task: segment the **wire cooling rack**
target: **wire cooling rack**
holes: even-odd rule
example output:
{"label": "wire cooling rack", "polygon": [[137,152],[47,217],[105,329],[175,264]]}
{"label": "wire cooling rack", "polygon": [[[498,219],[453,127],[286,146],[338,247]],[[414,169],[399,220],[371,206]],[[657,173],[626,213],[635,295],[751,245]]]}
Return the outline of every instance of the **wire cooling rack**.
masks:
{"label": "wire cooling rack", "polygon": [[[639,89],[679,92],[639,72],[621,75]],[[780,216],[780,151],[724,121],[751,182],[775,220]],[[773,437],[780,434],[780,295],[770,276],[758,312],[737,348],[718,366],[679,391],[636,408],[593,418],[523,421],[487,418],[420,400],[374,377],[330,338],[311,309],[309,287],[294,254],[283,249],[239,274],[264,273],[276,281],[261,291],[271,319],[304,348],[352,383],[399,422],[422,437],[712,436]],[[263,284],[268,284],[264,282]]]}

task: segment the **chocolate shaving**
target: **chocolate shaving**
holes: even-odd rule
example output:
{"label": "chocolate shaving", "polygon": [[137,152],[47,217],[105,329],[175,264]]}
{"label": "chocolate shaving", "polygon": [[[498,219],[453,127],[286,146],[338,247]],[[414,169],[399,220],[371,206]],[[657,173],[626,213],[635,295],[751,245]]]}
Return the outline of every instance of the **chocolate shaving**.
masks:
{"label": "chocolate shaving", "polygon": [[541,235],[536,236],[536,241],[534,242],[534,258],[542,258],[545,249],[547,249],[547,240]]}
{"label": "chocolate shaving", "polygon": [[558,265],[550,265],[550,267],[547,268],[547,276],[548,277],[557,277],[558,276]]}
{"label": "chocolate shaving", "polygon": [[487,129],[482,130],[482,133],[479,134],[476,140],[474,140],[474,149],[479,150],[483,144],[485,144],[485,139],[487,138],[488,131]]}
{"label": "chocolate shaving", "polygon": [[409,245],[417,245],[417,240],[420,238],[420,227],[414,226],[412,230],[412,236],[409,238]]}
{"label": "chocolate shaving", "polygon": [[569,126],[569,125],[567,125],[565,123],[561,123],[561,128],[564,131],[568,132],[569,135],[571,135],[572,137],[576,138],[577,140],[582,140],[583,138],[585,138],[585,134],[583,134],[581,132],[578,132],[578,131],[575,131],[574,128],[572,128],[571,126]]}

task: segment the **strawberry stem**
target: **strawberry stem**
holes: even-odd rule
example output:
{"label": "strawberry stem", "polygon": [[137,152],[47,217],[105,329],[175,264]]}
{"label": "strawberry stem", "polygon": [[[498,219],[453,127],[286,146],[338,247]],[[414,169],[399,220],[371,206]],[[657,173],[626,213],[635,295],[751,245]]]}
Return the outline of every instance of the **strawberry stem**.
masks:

*EXERCISE INSTRUCTIONS*: Copy each line of the listing that contains the string "task".

*SOLUTION TO THE EXERCISE*:
task: segment the **wire cooling rack**
task: segment the **chocolate shaving**
task: segment the **strawberry stem**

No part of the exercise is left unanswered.